[[ Input material, beginning ]]

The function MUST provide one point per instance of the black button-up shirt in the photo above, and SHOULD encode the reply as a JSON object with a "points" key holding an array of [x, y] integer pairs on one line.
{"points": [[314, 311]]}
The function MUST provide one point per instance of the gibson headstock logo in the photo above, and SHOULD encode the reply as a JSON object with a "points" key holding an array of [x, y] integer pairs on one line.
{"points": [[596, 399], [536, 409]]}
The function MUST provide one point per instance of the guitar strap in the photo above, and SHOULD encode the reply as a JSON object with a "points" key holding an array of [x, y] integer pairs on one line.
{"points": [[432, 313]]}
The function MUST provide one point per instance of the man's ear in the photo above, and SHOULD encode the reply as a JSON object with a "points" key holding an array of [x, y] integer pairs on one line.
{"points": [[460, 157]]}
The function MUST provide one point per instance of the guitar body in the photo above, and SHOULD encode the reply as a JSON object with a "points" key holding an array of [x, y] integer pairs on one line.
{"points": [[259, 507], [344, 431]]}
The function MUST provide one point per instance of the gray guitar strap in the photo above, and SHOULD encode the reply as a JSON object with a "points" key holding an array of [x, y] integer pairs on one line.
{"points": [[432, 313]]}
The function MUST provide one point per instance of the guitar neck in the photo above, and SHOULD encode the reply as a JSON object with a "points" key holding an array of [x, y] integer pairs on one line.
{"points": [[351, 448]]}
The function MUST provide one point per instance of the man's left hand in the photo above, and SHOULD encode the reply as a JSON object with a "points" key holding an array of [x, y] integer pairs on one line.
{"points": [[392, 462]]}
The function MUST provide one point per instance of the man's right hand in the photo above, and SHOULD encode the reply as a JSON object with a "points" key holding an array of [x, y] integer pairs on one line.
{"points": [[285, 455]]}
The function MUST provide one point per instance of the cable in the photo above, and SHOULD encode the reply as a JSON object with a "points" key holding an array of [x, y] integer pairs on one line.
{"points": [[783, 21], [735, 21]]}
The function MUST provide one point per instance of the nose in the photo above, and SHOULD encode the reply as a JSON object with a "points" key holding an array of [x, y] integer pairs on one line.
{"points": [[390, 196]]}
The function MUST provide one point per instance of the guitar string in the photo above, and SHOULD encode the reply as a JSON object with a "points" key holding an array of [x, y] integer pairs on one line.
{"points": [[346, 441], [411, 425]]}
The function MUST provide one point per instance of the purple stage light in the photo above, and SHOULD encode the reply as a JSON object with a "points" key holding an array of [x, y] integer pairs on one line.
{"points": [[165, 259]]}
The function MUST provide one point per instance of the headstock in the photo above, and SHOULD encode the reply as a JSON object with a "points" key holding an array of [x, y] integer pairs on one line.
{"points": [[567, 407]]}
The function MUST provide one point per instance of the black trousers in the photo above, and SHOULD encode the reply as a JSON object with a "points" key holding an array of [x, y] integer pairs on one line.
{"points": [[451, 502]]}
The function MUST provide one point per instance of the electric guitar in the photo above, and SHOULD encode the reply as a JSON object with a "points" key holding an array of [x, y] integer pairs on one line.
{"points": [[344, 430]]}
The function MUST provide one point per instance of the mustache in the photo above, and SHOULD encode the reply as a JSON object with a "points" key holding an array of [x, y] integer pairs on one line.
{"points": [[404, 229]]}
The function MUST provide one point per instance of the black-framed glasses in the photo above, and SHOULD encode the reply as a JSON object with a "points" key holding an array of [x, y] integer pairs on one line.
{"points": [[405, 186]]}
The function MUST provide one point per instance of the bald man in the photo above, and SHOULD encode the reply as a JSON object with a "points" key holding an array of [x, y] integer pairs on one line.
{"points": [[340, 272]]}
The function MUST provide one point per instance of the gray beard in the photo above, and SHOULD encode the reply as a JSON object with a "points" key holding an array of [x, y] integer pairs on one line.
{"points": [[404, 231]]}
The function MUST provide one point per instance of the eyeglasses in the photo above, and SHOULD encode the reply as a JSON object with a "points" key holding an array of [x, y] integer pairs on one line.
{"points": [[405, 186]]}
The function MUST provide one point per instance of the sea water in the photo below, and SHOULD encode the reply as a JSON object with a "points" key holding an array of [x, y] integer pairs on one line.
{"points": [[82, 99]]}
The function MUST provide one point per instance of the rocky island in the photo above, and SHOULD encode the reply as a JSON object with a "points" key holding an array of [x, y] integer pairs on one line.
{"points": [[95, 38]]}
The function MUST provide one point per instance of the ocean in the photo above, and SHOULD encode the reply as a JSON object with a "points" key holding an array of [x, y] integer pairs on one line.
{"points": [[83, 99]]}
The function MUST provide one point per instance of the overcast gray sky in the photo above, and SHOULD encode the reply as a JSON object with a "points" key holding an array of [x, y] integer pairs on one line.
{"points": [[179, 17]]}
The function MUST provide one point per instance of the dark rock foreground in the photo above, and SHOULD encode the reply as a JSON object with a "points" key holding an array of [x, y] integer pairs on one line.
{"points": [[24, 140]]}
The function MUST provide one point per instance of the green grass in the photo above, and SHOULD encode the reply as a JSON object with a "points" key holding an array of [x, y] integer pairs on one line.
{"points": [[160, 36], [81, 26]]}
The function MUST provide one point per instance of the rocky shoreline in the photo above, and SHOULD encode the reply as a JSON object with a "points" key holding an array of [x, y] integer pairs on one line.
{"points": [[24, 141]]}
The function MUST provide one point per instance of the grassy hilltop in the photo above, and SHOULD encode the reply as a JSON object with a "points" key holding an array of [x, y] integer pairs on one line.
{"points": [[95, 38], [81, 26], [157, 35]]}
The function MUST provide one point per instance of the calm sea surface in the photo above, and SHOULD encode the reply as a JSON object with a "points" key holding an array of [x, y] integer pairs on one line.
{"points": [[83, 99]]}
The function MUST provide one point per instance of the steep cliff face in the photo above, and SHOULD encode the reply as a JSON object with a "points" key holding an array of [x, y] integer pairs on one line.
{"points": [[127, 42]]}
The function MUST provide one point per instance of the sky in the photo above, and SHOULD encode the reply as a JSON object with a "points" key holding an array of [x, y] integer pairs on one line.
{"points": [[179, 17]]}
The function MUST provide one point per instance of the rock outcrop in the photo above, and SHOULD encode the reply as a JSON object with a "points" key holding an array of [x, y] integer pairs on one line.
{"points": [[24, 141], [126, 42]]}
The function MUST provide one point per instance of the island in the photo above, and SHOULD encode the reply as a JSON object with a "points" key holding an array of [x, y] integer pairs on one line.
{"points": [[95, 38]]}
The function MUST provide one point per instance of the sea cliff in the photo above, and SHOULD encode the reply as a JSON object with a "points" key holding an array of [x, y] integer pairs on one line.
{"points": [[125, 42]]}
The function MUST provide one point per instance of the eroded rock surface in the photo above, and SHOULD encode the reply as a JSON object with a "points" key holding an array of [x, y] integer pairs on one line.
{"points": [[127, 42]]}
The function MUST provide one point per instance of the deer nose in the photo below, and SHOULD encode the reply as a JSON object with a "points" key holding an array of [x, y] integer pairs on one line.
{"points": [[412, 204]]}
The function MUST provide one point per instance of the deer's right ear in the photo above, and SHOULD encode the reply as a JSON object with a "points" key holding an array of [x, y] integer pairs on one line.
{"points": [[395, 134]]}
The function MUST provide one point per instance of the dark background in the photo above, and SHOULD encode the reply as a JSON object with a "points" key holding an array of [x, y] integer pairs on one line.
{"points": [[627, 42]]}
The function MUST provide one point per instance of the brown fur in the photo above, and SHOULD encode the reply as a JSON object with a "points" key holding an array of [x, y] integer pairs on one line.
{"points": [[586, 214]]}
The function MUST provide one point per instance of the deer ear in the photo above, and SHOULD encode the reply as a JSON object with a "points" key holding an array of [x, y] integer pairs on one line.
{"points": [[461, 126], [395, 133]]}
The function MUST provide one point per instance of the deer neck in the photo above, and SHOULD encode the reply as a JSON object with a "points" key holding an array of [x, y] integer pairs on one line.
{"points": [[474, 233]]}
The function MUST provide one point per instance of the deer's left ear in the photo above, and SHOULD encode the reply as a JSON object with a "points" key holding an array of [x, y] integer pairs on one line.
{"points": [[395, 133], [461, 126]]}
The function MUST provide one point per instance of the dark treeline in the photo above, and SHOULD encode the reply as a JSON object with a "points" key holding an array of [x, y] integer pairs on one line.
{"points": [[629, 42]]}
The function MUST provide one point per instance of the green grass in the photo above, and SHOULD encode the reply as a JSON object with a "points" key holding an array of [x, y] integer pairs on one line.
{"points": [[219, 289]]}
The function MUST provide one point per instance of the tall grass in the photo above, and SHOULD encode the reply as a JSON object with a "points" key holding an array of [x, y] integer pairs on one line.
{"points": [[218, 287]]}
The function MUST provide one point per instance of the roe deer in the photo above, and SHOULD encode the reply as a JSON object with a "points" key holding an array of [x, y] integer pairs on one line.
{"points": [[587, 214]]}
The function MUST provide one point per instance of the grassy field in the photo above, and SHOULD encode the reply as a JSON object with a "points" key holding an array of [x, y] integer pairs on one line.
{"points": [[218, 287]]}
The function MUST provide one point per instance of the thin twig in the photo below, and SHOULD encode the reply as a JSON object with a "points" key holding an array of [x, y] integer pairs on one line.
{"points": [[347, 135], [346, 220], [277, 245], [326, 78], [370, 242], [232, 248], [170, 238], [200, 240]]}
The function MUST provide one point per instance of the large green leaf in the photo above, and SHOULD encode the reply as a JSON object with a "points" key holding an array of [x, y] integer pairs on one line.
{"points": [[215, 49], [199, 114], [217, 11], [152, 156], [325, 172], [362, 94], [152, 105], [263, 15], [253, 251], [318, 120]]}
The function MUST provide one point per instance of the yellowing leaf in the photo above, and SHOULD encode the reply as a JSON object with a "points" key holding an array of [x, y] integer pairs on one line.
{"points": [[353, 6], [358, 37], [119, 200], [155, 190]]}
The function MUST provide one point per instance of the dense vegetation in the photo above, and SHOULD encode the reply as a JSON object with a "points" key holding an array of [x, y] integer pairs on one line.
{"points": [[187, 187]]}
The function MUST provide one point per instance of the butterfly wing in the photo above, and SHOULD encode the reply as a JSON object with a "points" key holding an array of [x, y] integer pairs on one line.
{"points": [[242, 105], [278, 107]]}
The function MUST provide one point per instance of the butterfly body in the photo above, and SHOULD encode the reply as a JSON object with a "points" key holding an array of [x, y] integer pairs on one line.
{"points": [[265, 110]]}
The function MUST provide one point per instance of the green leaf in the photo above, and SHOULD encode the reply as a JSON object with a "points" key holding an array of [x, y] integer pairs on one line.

[[ Input material, end ]]

Please transcribe only the portion of the material that starts at the line containing "the butterfly wing" and runs through its last line, inclusive, exactly as given.

*Written answer*:
The function MUST provide one point per instance of the butterfly wing in the photo above, and SHOULD encode the reply as a JSON object with a "points" key holding an array of [x, y] integer pairs on one line.
{"points": [[242, 105], [278, 107]]}
The function MUST provide one point per instance of the butterfly body in the photo above, and SHOULD encode the reply as a JSON object with a "points" key holding an array of [x, y] integer pairs on one line.
{"points": [[265, 110]]}
The function MUST provide one point per instance of the green leaf in the photo above, and SHOULD encode the reply as a JSON object with a "points" key holding an array of [x, y] integer pairs on one line.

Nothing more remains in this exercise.